» Directions
Edit the material below by replacing every instance of "rough mask" with "coarse mask" and leaving the rest as it is. Reproduce all of it except the pictures.

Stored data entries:
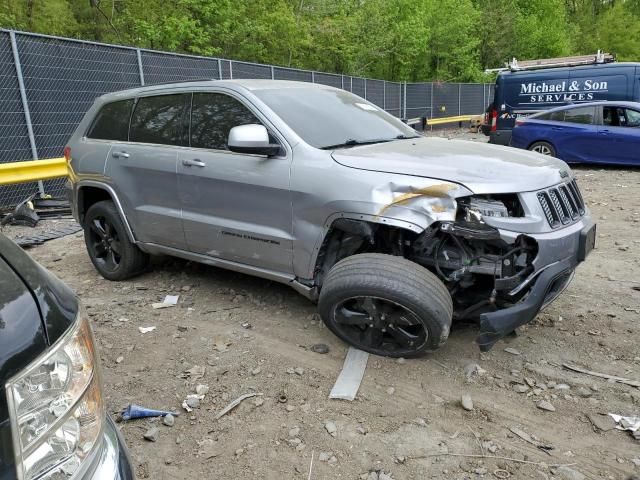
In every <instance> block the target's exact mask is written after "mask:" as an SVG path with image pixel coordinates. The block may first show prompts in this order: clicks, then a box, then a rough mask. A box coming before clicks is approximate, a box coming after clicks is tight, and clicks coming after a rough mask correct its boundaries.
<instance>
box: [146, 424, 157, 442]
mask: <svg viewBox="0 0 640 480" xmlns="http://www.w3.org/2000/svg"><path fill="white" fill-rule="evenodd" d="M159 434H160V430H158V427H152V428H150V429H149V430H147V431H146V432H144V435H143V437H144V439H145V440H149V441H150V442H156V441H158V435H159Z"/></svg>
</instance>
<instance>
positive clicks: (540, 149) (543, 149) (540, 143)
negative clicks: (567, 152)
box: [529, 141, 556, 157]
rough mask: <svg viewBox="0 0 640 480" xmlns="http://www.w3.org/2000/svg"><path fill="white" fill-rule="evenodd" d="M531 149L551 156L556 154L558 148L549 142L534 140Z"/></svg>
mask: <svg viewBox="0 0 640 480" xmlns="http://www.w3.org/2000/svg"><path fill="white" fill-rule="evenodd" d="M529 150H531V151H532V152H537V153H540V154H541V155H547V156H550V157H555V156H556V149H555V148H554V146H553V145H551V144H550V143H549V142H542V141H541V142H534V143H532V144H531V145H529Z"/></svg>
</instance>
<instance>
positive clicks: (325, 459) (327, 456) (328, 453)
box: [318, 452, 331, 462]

» Your response
In every <instance> block the target's exact mask is written after "mask:" as an SVG path with image pixel coordinates. The block may first show prompts in this order: clicks, then a box, then a coarse mask. A box coming before clicks is approximate, a box coming after clicks is tight, and clicks coming after a coarse mask correct its boundaries.
<instance>
box: [146, 424, 157, 442]
mask: <svg viewBox="0 0 640 480" xmlns="http://www.w3.org/2000/svg"><path fill="white" fill-rule="evenodd" d="M159 434H160V430H158V427H152V428H150V429H149V430H147V431H146V432H144V435H143V437H144V439H145V440H149V441H150V442H156V441H158V435H159Z"/></svg>
</instance>
<instance>
positive clicks: (540, 149) (543, 149) (540, 143)
negative clicks: (567, 152)
box: [529, 141, 556, 157]
coarse mask: <svg viewBox="0 0 640 480" xmlns="http://www.w3.org/2000/svg"><path fill="white" fill-rule="evenodd" d="M531 149L551 156L556 154L558 148L549 142L534 140Z"/></svg>
mask: <svg viewBox="0 0 640 480" xmlns="http://www.w3.org/2000/svg"><path fill="white" fill-rule="evenodd" d="M529 150H531V151H532V152H537V153H540V154H541V155H547V156H550V157H555V156H556V149H555V148H554V146H553V145H551V144H550V143H549V142H542V141H541V142H534V143H532V144H531V145H529Z"/></svg>
</instance>
<instance>
positive clicks: (325, 459) (327, 456) (328, 453)
box: [318, 452, 331, 462]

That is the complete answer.